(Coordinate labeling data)

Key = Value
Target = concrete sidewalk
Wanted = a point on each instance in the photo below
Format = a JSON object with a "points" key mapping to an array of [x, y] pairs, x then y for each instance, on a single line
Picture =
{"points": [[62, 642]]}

• **DO THIS**
Turn the data above into a numbered list with one item per line, leaving out any blank lines.

• **RESPONSE**
1. Key = Value
2. Target = concrete sidewalk
3. Wanted = a point on each instance in the photo below
4. Format = a JSON object with a "points" key mapping to an array of [x, y] pairs, x then y for each instance, on a single line
5. Picture =
6. {"points": [[62, 642]]}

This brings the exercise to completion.